---------- ПРЕДЛОЖЕННЫЙ ОТРЫВОК ----------

Милослав Стингл. Индейцы без томагавков. Изд. 3-е. М.: Прогресс, 1984. Перевод с чешского В. А. Каменской, О. М. Малевича

«Бесправные и обездоленные»

Вряд ли можно сказать, что имя Милослава Стингла — популярного в СССР чехословацкого американиста — на слуху у современного читателя. Между тем этот автор вполне достоин как минимум отдельного тома в серии ЖЗЛ. Стингл прожил 89 лет и скончался совсем недавно — 11 мая 2020 года. За свою жизнь он предпринял сорок кругосветных путешествий и написал четыре десятка книг о коренных жителях Северной и Южной Америки, Австралии и Океании — эти книги перевели на 31 язык, а их суммарный тираж составил 16 миллионов экземпляров. Помимо прочего, Стингл удостоился редкой для европейца чести — он стал почетным вождем индейского племени кикапу.

В Советском Союзе его активно издавали в 70–80 гг. Так, книга «Индейцы без томагавков», о которой здесь пойдет речь, была издана в СССР в 1971 году и выдержала два переиздания: в 1978-м и 1984-м. Это объемный труд, который весьма исчерпывающе описывает историю индейцев Америки — с момента их появления на континенте и до второй половины ХХ века. Стингл известен не только как ученый-исследователь, но и как публицист и журналист, что позволило ему изящно сочетать огромное количество исторических данных, дат и наименований с легкостью повествования. Так что книга ни в коей мере не наукообразна и вообще читается как приключенческий роман — поэтому нетрудно предположить, что значительную часть ее читателей (а в СССР только третье издание было выпущено тиражом в 100 тысяч экземпляров) составляли советские подростки, очарованные индейской романтикой.

---------- ЗАПИСАННЫЕ ДАННЫЕ ----------

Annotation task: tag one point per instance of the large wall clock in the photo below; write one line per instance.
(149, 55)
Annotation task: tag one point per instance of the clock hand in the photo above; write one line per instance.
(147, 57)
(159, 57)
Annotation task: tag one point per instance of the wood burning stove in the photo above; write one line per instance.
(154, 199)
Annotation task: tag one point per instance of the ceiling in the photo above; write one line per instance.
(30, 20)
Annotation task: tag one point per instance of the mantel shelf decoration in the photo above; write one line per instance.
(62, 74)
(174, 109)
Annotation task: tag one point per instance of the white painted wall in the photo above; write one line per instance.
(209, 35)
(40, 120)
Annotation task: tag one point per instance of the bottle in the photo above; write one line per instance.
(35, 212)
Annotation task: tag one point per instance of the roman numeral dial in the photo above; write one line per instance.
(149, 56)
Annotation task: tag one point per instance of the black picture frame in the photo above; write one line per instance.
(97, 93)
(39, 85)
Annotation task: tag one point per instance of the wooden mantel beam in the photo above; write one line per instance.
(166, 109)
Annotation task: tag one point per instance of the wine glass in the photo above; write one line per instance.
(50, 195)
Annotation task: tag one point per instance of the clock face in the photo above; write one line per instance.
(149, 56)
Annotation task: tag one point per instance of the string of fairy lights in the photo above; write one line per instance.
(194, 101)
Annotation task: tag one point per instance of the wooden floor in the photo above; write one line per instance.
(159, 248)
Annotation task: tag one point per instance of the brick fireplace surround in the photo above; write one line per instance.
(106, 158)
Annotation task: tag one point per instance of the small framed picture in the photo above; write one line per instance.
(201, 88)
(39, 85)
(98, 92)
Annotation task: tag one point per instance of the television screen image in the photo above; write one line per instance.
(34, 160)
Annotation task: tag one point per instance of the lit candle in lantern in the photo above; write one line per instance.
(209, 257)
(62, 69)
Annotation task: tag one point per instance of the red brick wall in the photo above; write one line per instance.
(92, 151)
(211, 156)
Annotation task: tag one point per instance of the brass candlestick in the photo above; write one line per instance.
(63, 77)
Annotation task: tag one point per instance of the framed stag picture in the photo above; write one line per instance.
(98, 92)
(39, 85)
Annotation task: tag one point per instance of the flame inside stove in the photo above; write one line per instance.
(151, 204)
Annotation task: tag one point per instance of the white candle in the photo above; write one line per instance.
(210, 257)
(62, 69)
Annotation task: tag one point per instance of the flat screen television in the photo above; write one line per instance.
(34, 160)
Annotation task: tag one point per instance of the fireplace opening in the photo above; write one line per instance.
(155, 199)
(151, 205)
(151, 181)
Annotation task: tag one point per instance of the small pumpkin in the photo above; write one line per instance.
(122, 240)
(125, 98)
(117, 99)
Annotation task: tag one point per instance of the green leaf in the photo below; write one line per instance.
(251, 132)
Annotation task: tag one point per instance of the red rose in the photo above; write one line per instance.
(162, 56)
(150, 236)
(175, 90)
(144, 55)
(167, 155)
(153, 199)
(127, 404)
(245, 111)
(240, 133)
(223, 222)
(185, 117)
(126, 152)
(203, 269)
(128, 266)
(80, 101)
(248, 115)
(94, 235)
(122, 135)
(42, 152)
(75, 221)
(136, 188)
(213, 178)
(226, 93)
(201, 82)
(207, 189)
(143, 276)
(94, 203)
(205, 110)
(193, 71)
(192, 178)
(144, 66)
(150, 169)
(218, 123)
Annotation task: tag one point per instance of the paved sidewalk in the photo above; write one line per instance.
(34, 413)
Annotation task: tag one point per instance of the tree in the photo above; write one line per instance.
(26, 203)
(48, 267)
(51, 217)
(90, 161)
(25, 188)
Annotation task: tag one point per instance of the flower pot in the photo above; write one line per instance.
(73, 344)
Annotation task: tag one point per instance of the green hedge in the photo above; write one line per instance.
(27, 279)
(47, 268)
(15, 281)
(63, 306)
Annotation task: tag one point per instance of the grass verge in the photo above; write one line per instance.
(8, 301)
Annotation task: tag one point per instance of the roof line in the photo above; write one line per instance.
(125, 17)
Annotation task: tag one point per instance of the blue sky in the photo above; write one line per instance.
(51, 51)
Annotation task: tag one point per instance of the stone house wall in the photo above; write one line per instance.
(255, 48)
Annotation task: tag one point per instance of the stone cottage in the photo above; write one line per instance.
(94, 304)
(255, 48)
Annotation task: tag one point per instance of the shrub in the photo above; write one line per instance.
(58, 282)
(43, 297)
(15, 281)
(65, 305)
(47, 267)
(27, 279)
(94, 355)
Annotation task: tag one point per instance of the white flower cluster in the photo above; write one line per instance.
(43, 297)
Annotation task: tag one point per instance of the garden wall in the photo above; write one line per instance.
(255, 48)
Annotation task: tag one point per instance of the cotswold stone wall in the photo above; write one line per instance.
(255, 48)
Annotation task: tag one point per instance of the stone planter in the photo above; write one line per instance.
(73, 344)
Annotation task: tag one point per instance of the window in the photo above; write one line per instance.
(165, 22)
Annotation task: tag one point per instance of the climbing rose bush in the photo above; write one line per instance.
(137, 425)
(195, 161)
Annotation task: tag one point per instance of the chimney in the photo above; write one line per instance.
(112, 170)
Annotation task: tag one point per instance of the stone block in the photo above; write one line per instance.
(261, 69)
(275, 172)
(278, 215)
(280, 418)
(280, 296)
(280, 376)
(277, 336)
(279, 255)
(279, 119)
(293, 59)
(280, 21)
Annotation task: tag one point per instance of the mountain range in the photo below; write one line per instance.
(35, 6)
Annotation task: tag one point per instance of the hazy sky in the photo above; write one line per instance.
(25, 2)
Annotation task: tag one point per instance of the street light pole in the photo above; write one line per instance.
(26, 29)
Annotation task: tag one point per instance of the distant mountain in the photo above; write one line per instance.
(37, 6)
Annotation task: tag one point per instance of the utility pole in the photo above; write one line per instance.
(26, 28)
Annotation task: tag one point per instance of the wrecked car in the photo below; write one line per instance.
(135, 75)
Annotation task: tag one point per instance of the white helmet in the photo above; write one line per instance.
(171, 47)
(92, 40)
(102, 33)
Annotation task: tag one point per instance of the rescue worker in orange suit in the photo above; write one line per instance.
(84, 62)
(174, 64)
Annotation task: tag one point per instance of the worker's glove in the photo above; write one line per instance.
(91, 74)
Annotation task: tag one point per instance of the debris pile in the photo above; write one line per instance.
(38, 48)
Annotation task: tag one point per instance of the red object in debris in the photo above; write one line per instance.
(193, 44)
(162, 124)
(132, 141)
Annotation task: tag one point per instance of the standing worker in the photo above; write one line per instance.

----------

• [ЧТО НУЖНО СДЕЛАТЬ]:
Ответьте на вопросы по отрывку о Милославе Стингле и его книге:
(a) Сколько лет прожил Стингл?
(b) В каком году книга «Индейцы без томагавков» впервые вышла в СССР?
(c) Каким тиражом в СССР было выпущено ее третье издание?

• [РЕШЕНИЕ ЗАДАНИЯ]:
(a) Стингл прожил 89 лет.
(b) Книга впервые вышла в СССР в 1971 году.
(c) Третье издание было выпущено тиражом в 100 тысяч экземпляров.